→ **PROBLEM DETAILS**
Whichever lines of the material contain "cloud", copy each of them.

→ **STUDY MATERIAL**
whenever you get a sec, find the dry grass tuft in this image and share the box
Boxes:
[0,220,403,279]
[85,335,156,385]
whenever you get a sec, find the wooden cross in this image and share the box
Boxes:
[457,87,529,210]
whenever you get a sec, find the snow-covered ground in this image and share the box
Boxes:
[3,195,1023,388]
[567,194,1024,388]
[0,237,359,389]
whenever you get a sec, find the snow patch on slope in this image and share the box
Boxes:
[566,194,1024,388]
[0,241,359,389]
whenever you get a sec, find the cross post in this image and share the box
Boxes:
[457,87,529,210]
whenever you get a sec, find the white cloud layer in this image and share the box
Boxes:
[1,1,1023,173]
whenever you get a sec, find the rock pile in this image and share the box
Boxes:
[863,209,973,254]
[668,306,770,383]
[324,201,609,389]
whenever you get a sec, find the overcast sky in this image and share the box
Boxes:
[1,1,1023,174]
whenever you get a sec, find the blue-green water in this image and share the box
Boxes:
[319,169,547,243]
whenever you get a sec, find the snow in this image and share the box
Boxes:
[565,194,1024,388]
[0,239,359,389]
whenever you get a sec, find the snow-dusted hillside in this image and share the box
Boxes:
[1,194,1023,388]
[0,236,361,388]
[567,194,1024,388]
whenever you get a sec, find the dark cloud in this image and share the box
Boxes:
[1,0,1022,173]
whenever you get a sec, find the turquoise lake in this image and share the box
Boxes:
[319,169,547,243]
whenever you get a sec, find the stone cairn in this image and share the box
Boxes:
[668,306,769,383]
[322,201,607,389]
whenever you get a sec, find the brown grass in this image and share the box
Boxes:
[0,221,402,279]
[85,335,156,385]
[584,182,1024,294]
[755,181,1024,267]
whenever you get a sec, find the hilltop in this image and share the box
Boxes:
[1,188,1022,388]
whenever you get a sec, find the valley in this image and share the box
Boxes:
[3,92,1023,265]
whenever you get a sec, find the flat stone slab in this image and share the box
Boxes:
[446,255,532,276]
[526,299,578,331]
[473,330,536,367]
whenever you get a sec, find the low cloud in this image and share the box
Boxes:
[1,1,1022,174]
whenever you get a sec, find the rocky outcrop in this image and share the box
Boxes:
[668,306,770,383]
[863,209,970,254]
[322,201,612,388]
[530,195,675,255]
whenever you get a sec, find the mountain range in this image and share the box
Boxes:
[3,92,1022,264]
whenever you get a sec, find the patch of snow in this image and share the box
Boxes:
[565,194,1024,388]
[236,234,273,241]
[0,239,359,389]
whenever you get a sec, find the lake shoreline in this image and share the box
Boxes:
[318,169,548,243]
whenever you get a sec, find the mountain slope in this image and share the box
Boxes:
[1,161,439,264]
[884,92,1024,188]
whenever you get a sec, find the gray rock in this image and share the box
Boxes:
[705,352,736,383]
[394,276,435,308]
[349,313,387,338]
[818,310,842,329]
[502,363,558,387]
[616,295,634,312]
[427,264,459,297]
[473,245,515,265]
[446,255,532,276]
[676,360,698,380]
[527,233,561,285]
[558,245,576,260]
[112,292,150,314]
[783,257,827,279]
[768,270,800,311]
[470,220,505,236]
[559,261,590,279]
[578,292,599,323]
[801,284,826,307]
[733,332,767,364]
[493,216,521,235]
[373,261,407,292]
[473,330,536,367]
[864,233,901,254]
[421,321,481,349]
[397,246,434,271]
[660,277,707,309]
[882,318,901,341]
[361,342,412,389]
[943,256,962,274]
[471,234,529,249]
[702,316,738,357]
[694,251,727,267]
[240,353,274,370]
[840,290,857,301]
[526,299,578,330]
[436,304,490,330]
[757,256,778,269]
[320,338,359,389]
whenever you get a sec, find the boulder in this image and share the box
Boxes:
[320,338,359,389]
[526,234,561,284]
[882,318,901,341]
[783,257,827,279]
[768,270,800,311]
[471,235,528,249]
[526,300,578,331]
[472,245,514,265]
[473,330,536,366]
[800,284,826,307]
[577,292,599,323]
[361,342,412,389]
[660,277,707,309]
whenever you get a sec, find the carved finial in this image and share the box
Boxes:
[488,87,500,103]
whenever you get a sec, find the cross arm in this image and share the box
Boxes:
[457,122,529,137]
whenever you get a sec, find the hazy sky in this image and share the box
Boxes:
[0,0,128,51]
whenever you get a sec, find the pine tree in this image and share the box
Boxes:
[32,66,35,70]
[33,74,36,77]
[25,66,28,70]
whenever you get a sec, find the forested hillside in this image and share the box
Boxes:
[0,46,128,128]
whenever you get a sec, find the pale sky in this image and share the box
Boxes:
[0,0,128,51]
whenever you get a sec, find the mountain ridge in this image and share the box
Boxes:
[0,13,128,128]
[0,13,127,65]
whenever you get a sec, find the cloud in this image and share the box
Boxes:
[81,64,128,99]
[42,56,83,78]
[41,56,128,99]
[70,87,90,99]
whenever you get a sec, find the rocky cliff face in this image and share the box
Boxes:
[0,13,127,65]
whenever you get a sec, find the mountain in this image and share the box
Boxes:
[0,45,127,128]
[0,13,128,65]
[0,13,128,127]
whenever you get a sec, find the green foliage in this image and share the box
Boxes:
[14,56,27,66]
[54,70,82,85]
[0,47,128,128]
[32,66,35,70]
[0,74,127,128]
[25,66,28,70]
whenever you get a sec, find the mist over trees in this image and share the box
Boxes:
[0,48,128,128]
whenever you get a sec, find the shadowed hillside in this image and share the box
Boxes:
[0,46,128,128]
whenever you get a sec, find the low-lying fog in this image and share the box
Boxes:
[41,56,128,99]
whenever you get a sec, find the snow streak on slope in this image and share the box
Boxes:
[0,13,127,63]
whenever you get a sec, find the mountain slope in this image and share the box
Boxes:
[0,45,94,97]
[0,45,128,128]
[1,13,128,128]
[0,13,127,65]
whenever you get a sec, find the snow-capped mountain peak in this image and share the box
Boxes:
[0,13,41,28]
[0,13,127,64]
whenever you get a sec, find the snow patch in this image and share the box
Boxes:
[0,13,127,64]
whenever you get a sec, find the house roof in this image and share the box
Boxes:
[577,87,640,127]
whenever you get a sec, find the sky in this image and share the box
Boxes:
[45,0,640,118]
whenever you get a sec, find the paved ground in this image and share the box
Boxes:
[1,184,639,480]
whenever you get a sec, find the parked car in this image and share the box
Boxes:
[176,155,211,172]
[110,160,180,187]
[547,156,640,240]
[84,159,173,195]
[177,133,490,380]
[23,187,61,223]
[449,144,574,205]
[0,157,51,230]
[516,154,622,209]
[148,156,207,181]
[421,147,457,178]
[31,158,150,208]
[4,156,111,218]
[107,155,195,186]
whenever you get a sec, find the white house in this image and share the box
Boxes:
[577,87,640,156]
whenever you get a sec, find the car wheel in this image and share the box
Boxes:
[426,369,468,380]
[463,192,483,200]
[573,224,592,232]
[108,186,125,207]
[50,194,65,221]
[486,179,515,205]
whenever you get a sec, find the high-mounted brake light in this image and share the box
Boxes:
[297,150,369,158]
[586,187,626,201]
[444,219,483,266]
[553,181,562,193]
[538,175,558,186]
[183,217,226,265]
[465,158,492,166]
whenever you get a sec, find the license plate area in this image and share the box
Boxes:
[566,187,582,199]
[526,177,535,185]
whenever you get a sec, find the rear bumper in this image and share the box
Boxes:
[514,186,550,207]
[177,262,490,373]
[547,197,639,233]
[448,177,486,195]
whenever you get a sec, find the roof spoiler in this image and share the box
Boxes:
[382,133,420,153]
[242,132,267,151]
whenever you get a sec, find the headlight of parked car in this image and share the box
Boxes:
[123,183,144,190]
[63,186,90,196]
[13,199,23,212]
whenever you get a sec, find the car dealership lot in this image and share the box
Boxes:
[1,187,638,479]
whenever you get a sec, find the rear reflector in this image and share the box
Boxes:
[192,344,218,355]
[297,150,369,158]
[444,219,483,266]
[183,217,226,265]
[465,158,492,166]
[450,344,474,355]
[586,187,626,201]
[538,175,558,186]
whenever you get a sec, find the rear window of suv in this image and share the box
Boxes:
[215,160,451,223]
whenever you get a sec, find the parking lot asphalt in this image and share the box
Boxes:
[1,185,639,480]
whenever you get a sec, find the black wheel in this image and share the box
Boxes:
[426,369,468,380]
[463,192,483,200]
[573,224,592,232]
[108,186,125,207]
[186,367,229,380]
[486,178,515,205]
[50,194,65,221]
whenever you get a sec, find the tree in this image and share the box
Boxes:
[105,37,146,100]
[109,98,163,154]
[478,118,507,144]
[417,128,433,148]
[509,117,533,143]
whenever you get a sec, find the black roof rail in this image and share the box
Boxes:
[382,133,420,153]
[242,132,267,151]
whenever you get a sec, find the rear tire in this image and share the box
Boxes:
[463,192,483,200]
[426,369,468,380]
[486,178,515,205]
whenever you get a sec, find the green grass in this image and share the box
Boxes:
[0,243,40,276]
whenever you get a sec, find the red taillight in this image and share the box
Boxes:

→ **FINISHED EXERCISE**
whenever you get a sec, find the white cloud layer in this image and share the box
whenever you get a sec, find the dark cloud in this image and share the box
whenever you get a sec, find the low cloud in this image and share the box
whenever you get a sec, find the cloud in this image and share the box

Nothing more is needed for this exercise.